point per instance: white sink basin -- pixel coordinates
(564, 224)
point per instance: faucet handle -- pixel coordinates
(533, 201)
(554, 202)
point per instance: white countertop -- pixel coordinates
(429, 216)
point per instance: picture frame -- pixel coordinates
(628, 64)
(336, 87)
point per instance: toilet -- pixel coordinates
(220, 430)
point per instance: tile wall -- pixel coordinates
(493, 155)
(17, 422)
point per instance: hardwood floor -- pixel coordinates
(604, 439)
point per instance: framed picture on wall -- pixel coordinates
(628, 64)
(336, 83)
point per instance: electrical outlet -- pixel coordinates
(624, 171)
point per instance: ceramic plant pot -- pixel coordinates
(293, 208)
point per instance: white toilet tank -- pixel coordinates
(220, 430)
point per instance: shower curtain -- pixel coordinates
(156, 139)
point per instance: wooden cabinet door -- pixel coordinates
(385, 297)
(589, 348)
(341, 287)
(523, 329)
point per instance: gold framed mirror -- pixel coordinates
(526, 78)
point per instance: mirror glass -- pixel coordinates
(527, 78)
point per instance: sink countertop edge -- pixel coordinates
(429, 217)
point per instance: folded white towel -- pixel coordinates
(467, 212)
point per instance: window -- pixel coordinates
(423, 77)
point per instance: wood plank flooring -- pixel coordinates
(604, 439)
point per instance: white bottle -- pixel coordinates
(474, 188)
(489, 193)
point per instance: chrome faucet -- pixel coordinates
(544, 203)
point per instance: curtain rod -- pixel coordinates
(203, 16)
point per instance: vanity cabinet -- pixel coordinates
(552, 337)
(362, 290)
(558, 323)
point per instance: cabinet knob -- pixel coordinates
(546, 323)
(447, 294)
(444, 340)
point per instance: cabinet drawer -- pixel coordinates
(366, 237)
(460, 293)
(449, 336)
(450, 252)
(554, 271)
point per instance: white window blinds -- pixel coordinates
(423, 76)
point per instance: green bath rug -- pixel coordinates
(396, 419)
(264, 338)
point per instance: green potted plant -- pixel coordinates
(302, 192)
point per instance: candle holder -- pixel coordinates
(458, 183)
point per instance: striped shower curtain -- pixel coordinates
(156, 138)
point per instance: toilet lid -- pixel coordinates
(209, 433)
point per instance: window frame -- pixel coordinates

════════════════

TASK DETAILS :: Please return all of the items above word for word, in their original order.

TASK ANSWER ::
point per instance: white sink basin -- pixel coordinates
(564, 224)
point per instance: faucet handle -- pixel coordinates
(533, 201)
(554, 202)
point per instance: white countertop -- pixel coordinates
(429, 216)
point per instance: picture frame -- pixel coordinates
(628, 64)
(336, 87)
point per instance: toilet -- pixel coordinates
(220, 430)
point per instance: tile wall -- pixel coordinates
(493, 155)
(17, 422)
point per instance: hardwood floor -- pixel coordinates
(604, 439)
point per instance: framed picture on wall -- pixel coordinates
(628, 64)
(336, 83)
point per instance: electrical outlet -- pixel coordinates
(624, 171)
point per instance: ceramic plant pot -- pixel coordinates
(293, 208)
point per instance: white toilet tank -- pixel coordinates
(220, 430)
point per instance: shower curtain -- pixel coordinates
(156, 139)
point per instance: wooden cabinet door -- pixel coordinates
(385, 297)
(589, 348)
(341, 287)
(523, 329)
point per instance: gold framed mirror -- pixel coordinates
(526, 78)
point per instance: mirror glass -- pixel coordinates
(527, 78)
point per instance: sink countertop edge -- pixel coordinates
(429, 217)
point per instance: folded white towel -- pixel coordinates
(467, 212)
point per instance: window -- pixel coordinates
(423, 77)
point per instance: wood plank flooring -- pixel coordinates
(604, 439)
point per instance: white bottle -- pixel coordinates
(474, 188)
(489, 193)
point per instance: chrome faucet -- pixel coordinates
(544, 203)
point per instance: curtain rod -- pixel coordinates
(203, 16)
point per instance: vanity cabinet -- pixel coordinates
(552, 337)
(362, 290)
(558, 323)
point per instance: cabinet knob -- pixel coordinates
(546, 323)
(447, 294)
(444, 340)
point per instance: cabinet drawer -- pixel coordinates
(366, 237)
(460, 293)
(449, 336)
(450, 252)
(554, 271)
point per instance: white window blinds -- pixel coordinates
(423, 76)
point per instance: green bath rug -- pixel coordinates
(396, 419)
(264, 338)
point per instance: green potted plant -- pixel coordinates
(302, 192)
point per instance: candle holder -- pixel coordinates
(458, 183)
point per instance: striped shower curtain -- pixel coordinates
(156, 138)
point per instance: toilet lid -- pixel coordinates
(209, 433)
point per instance: window frame -- pixel coordinates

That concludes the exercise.